Exercise
Copy the records below line by line and word for word, from the very first line through the line with "Target: foliage", omitting each picture.

╭──

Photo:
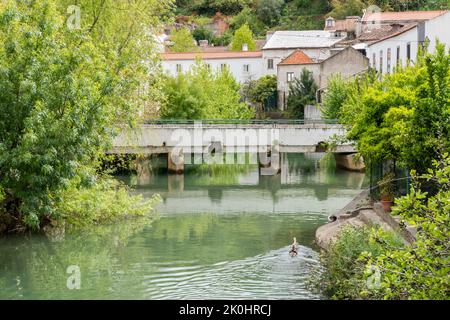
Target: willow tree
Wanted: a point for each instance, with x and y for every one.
(61, 91)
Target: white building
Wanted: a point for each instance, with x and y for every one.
(244, 65)
(316, 44)
(394, 37)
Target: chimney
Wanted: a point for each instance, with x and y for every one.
(330, 23)
(269, 34)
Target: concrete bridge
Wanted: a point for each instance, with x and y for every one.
(207, 139)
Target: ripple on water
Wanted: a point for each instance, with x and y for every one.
(274, 275)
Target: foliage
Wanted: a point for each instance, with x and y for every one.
(203, 33)
(223, 40)
(345, 268)
(204, 94)
(269, 11)
(343, 8)
(105, 202)
(242, 36)
(258, 91)
(302, 91)
(386, 186)
(227, 7)
(183, 41)
(249, 17)
(122, 31)
(420, 271)
(403, 116)
(59, 94)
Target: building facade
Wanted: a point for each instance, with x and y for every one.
(317, 44)
(347, 62)
(410, 31)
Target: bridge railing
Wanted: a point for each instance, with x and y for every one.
(241, 121)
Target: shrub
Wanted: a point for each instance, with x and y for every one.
(242, 36)
(107, 201)
(301, 93)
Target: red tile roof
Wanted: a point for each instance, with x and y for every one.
(297, 57)
(211, 55)
(403, 16)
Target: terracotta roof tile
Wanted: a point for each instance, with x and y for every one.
(297, 57)
(403, 16)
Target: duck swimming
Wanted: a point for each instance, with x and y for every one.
(293, 251)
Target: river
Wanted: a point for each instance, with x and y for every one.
(221, 232)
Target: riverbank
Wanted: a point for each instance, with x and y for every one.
(362, 211)
(106, 201)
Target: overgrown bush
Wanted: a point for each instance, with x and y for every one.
(420, 271)
(337, 93)
(105, 202)
(302, 91)
(204, 94)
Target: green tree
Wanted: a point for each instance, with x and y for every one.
(249, 17)
(420, 271)
(204, 94)
(183, 41)
(269, 11)
(343, 8)
(337, 93)
(122, 31)
(203, 33)
(404, 116)
(242, 36)
(302, 91)
(259, 91)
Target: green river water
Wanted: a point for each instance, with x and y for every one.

╰──

Solution to this problem
Photo:
Target: willow tree
Wanted: a point for each instance, with x and y for every one.
(61, 91)
Target: white building
Wanted: a point for each instance, with x and y for every one.
(244, 65)
(316, 44)
(394, 37)
Target: chimney
Wanted: a point for each instance, with x and y for every one.
(330, 23)
(269, 34)
Target: concrete bridge
Wanted: a point for each instance, with x and y for every one.
(207, 139)
Target: ripple on water
Wanted: a point for each instance, with x and y for every one.
(274, 275)
Target: foliage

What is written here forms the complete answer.